◆ The problem
Only an exact repetition of all the entries will be accepted.

◆ Source information
______________________________

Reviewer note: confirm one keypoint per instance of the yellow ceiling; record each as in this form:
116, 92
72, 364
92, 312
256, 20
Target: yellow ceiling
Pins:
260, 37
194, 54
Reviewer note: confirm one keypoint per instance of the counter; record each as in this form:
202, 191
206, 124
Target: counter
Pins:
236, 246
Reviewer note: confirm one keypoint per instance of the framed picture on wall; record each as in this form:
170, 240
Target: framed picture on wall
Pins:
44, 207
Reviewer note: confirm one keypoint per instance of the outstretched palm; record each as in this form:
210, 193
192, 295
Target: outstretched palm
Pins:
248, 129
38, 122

______________________________

◆ Answer for the task
Reviewer note: confirm one keypoint per instance of the yellow ceiling; record each as in this form:
116, 92
72, 364
92, 312
256, 20
Target: yellow ceiling
Pins:
260, 37
194, 54
Reviewer note: confirm one keypoint per instance of the counter; record each as in this form:
202, 191
206, 124
Target: counter
Pins:
236, 246
Reviewer note: confirm one keypoint per instance of the framed picture on wall; record each as in this form:
170, 240
Target: framed picture on wall
Pins:
44, 207
Reviewer note: confirm one keypoint per instance of the outstretched palm; record each as in this form:
210, 193
192, 295
Target: outstretched palm
Pins:
248, 129
38, 122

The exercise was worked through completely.